## TASK SET
(a) In the generator asset recovery guide, what share of their resale value do industrial generators lose each year they sit idle after decommissioning?
(b) Carry on the generator asset recovery guide from the point where it stops.

## DOCUMENT EXTRACT
++++++++++++++++++++

Industrial generators lose 15-30% of their resale value for every year they sit idle after decommissioning. Power Generation Enterprises has recovered over $40M in asset value for facilities teams managing surplus power equipment — from single-unit dispositions to full fleet liquidations across multiple sites. This guide breaks down how to structure generator asset recovery for maximum financial return, including depreciation timing, documentation for audit trails, and the real difference between selling direct versus auction. Call PGE at (818) 484-8550 for a confidential valuation on your surplus units.

Here is a scenario we see regularly. A manufacturing company consolidates operations and ends up with five or six Caterpillar and Cummins generator sets — ranging from 800kW to 2000kW — sitting on concrete pads at the old facility. The units sit there for six to twelve months. Insurance runs several thousand dollars a month. The lease on the pad space adds more. Somebody forgets to tarp one of the Cummins QSK60 units and the control panel takes weather damage.
By the time the facilities team calls PGE, those generators have racked up six figures in carrying costs alone — not counting the depreciation hit. That number shocks people, but it is routine. We see it constantly from corporate facilities teams who treat surplus generators as a low-priority line item until the CFO starts asking questions.

++++++++++++++++++++

(Region labeling entries)
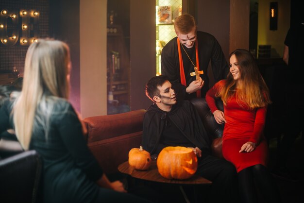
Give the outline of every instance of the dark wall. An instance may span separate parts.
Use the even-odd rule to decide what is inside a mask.
[[[0,10],[20,9],[35,9],[39,12],[39,36],[49,36],[49,0],[4,0],[0,3]],[[19,18],[20,20],[20,18]],[[0,46],[0,73],[11,72],[14,67],[22,73],[24,68],[24,59],[28,46],[21,46],[18,43],[12,47]]]
[[[72,70],[70,101],[80,111],[79,0],[50,0],[50,36],[67,43]]]
[[[131,110],[152,103],[145,94],[148,81],[156,75],[155,2],[130,0]]]

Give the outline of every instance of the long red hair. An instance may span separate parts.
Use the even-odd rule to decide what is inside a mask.
[[[227,100],[235,95],[240,105],[245,103],[251,109],[271,103],[269,90],[251,53],[247,50],[237,49],[230,54],[229,58],[233,55],[236,56],[238,62],[240,74],[238,80],[241,85],[237,85],[237,81],[229,72],[225,85],[218,91],[217,96],[226,104]]]

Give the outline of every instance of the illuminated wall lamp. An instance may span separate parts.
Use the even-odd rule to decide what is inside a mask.
[[[278,30],[278,2],[270,2],[270,30]]]

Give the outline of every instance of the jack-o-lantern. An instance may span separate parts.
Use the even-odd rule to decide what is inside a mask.
[[[186,179],[197,169],[197,157],[194,152],[185,147],[167,147],[157,157],[159,173],[169,179]]]
[[[129,152],[129,164],[138,170],[146,170],[151,165],[150,153],[142,146],[133,148]]]

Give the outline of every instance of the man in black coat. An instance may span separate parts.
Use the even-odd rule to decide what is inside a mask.
[[[209,202],[237,202],[235,168],[211,155],[211,141],[192,104],[187,101],[177,102],[169,78],[163,75],[149,80],[146,94],[154,103],[144,117],[144,149],[153,154],[169,146],[191,148],[198,158],[196,173],[212,182]]]

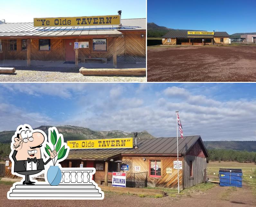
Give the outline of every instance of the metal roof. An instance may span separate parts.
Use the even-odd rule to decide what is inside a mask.
[[[200,145],[206,156],[209,157],[200,135],[183,137],[183,139],[179,137],[179,154],[185,154],[198,140],[200,142]],[[133,146],[134,144],[133,139]],[[133,148],[70,149],[67,159],[98,159],[100,157],[102,159],[107,160],[107,157],[117,157],[121,154],[177,154],[177,138],[138,139],[138,146],[137,149],[134,149],[134,147]]]
[[[187,31],[170,31],[163,36],[163,38],[206,38],[205,36],[203,37],[201,35],[188,35]],[[214,35],[206,36],[208,37],[208,38],[213,38],[213,37],[229,37],[229,35],[226,32],[214,32]]]
[[[122,30],[145,30],[146,19],[121,20],[121,26],[84,26],[35,27],[33,23],[0,24],[0,37],[24,36],[56,37],[87,35],[121,36]]]

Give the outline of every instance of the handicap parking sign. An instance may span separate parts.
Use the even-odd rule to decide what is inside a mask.
[[[79,43],[78,42],[75,42],[75,49],[78,49],[79,48]]]

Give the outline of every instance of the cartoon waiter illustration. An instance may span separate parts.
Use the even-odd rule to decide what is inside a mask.
[[[30,176],[38,174],[44,169],[44,166],[57,156],[56,150],[51,151],[49,149],[50,158],[46,162],[42,158],[41,149],[44,147],[43,145],[47,137],[43,131],[33,130],[26,124],[18,126],[13,136],[10,154],[12,171],[20,177],[25,176],[23,185],[35,185],[35,182],[30,181]]]

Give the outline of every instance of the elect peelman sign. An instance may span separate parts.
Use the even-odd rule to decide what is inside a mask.
[[[34,27],[73,27],[120,24],[120,15],[34,18]]]
[[[133,148],[132,137],[67,141],[70,149]]]

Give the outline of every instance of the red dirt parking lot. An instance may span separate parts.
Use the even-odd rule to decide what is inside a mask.
[[[148,47],[148,82],[256,81],[256,46]]]

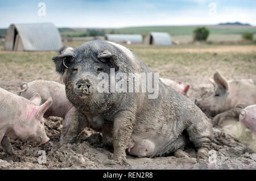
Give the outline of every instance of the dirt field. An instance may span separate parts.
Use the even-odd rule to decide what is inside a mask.
[[[81,42],[66,43],[74,48],[80,44]],[[228,79],[256,79],[256,45],[159,47],[139,45],[129,48],[155,72],[159,73],[160,77],[189,83],[189,98],[192,101],[204,94],[201,86],[209,85],[208,78],[212,77],[216,70]],[[0,87],[17,94],[23,81],[46,79],[60,83],[51,60],[56,54],[53,52],[9,52],[4,50],[3,44],[0,44]],[[89,129],[82,132],[75,144],[58,147],[61,123],[62,119],[59,117],[51,117],[46,123],[50,141],[44,145],[11,139],[16,155],[13,161],[6,157],[0,146],[0,169],[256,169],[256,154],[253,150],[256,143],[248,139],[243,142],[245,140],[234,138],[225,133],[235,134],[236,121],[228,124],[228,127],[225,125],[225,133],[218,129],[214,129],[214,141],[210,158],[216,156],[217,161],[215,163],[209,160],[197,159],[195,151],[189,149],[186,151],[191,158],[176,158],[170,155],[138,158],[128,155],[129,165],[125,166],[113,165],[110,161],[113,149],[103,145],[101,135]],[[249,134],[248,136],[251,136]],[[40,162],[43,156],[42,150],[46,153],[44,163]]]

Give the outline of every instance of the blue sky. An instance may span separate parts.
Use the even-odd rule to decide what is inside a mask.
[[[46,16],[38,14],[39,2]],[[216,8],[215,8],[216,7]],[[0,0],[0,28],[52,22],[57,27],[124,27],[248,23],[256,26],[255,0]]]

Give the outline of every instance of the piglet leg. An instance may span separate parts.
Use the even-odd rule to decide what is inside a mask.
[[[10,140],[8,137],[4,136],[1,142],[2,145],[5,149],[5,151],[9,155],[13,155],[13,149],[10,142]]]
[[[131,136],[134,124],[134,114],[123,111],[114,115],[113,129],[114,161],[120,164],[126,163],[126,150]]]

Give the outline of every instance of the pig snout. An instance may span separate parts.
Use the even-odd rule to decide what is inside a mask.
[[[44,144],[45,143],[47,142],[49,140],[49,138],[48,137],[47,137],[45,141],[44,141],[42,142],[42,144]]]
[[[86,97],[92,94],[93,85],[88,78],[81,78],[75,83],[75,91],[81,98]]]
[[[245,119],[245,116],[246,115],[246,112],[245,110],[242,110],[240,112],[240,115],[239,115],[239,119],[240,120],[243,120]]]
[[[196,106],[199,106],[200,105],[200,101],[199,101],[199,99],[196,98],[196,99],[195,99],[195,104]]]

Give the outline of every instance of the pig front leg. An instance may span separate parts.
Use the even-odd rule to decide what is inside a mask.
[[[133,130],[134,115],[130,111],[123,111],[117,113],[113,119],[113,160],[121,165],[126,163],[126,150],[128,148]]]
[[[63,126],[60,138],[60,142],[61,142],[63,140],[64,137],[67,134],[69,128],[71,123],[73,120],[76,121],[75,119],[76,116],[73,115],[75,113],[75,111],[74,107],[70,109],[63,119]]]
[[[4,136],[1,142],[5,151],[9,155],[14,155],[13,146],[10,142],[10,140],[8,137]]]
[[[203,117],[200,121],[197,121],[196,118],[194,118],[193,120],[195,121],[192,121],[186,129],[189,140],[197,149],[197,158],[208,158],[210,144],[212,140],[212,125],[206,117],[205,119]],[[203,124],[201,123],[202,121],[205,123]]]
[[[77,136],[88,125],[88,120],[85,116],[73,111],[67,117],[65,117],[63,133],[60,138],[60,145],[66,143],[72,143],[76,140]]]
[[[222,121],[227,120],[229,118],[234,118],[238,119],[241,111],[245,108],[245,107],[246,106],[245,105],[240,104],[233,109],[222,112],[215,116],[212,121],[213,126],[217,126],[220,123],[221,123]]]

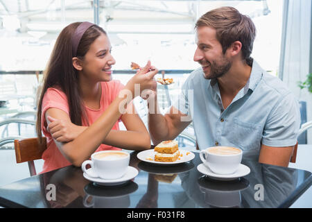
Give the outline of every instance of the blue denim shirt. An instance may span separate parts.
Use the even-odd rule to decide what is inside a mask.
[[[225,110],[217,81],[205,79],[202,68],[190,74],[173,105],[193,121],[200,149],[231,146],[245,154],[259,154],[261,144],[282,147],[297,143],[297,100],[255,61],[247,84]]]

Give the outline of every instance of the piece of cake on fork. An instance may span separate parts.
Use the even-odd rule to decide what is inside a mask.
[[[180,156],[177,142],[175,140],[163,141],[154,148],[155,161],[175,162]]]

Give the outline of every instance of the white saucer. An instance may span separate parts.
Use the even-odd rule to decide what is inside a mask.
[[[207,175],[209,178],[218,180],[233,180],[248,175],[249,173],[250,173],[250,169],[244,164],[240,164],[235,173],[226,175],[215,173],[212,172],[210,169],[206,167],[204,164],[200,164],[197,166],[197,169],[202,174]]]
[[[89,168],[87,171],[90,171],[90,174],[93,173],[92,168]],[[100,178],[92,178],[88,176],[86,173],[83,173],[83,177],[88,180],[94,182],[96,184],[102,186],[116,186],[121,185],[128,180],[133,179],[139,173],[137,169],[132,166],[128,166],[127,172],[125,174],[120,178],[113,179],[113,180],[104,180]]]
[[[137,156],[138,159],[140,160],[159,165],[172,165],[180,164],[182,162],[186,162],[192,160],[195,157],[195,154],[191,151],[182,149],[179,149],[179,151],[181,154],[182,154],[183,156],[179,157],[180,160],[177,160],[175,162],[155,161],[154,160],[155,152],[153,149],[141,151],[139,153]]]

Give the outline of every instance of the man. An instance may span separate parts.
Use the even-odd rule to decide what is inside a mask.
[[[300,128],[299,105],[286,85],[250,57],[256,33],[252,20],[223,7],[202,15],[196,31],[193,60],[201,67],[190,74],[164,116],[150,105],[154,144],[173,139],[193,121],[200,149],[236,146],[260,162],[288,166]],[[153,96],[149,104],[157,103]]]

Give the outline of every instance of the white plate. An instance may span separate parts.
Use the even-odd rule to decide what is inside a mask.
[[[248,175],[249,173],[250,173],[250,169],[244,164],[240,164],[235,173],[227,175],[215,173],[212,172],[210,169],[206,167],[204,164],[200,164],[197,166],[197,169],[202,174],[207,175],[209,178],[218,180],[233,180]]]
[[[161,164],[161,165],[171,165],[171,164],[180,164],[182,162],[186,162],[188,161],[190,161],[193,160],[195,157],[194,153],[193,153],[191,151],[185,151],[185,150],[181,150],[179,149],[180,153],[182,154],[182,157],[179,157],[180,160],[177,160],[175,162],[159,162],[159,161],[155,161],[154,160],[154,150],[147,150],[144,151],[141,151],[137,154],[137,157],[139,160],[141,160],[144,162],[151,162],[156,164]],[[187,155],[187,153],[189,152],[189,153]],[[147,158],[151,158],[151,160],[148,160]]]
[[[92,174],[93,173],[93,170],[92,168],[89,168],[87,170],[87,171],[90,171]],[[139,171],[137,169],[132,166],[128,166],[127,172],[125,174],[120,178],[113,179],[113,180],[104,180],[100,178],[92,178],[89,176],[87,173],[83,173],[83,177],[88,180],[94,182],[97,185],[102,186],[116,186],[121,185],[125,182],[128,182],[130,180],[133,179],[137,176],[139,173]]]

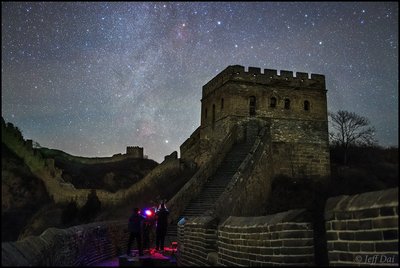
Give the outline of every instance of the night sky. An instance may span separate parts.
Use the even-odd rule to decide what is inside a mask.
[[[325,75],[328,111],[398,146],[396,2],[2,2],[1,29],[2,116],[44,147],[161,162],[235,64]]]

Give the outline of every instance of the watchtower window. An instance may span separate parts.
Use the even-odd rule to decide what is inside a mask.
[[[275,108],[276,107],[276,98],[272,97],[270,100],[270,107]]]
[[[250,96],[249,98],[249,112],[250,116],[256,115],[256,97]]]
[[[285,109],[289,110],[290,109],[290,100],[285,99]]]
[[[310,110],[310,102],[304,101],[304,111],[309,111],[309,110]]]

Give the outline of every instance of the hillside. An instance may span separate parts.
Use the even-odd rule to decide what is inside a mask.
[[[60,150],[37,150],[44,158],[53,158],[55,166],[63,171],[63,179],[77,189],[93,188],[117,192],[140,181],[158,165],[150,159],[84,158]]]
[[[43,182],[1,144],[1,239],[17,240],[30,218],[52,203]]]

++++++++++++++++++++

## PER-TASK OUTPUTS
(a) They lose 15-30% of their resale value for every year they sit idle after decommissioning.

(b)
Here is the math that most asset recovery plans miss: a well-maintained CAT 3516 DITA rated at 1850kW holds strong resale value in the secondary market, typically recovering 40-55% of original acquisition cost if sold within the first two years of decommissioning. Wait three years, and that number drops to 25-35%. Wait five, and you are looking at scrap-plus pricing — maybe 10-15% — because the controls are outdated, the fuel system components have degraded, and buyers assume the worst about maintenance history.
The generators do not get more valuable sitting there. They get less valuable, and they cost you money every month they remain on your books.
This is where asset recovery for generators diverges sharply from other equipment categories. A CNC machine or a commercial HVAC system depreciates in a fairly predictable curve. Generators do not follow that pattern, because demand in the secondary market is driven by factors that have nothing to do with your depreciation schedule.
Take a Cummins DQKAB with a QSK60 engine block rated at 2000kW. On your books, after seven years of MACRS depreciation, it might show a book value near zero. On the secondary market, that same unit — if it has been load-bank tested, has documented maintenance records, and runs on a common fuel configuration — could sell for $180,000 to $280,000 depending on hours, enclosure condition, and whether the transfer switch is included.
The inverse is also true. We have seen companies carry a generator at $350,000 book value because they bought it during a supply crunch in 2022, when lead times for new Caterpillar units exceeded 52 weeks and the secondary market was inflated by 30-40%. That same CAT 3412C 800kW enclosed unit might realistically bring $95,000 to $140,000 in a normalized market. If your asset recovery plan assumes book value equals market value, you are going to have a bad conversation with your auditors.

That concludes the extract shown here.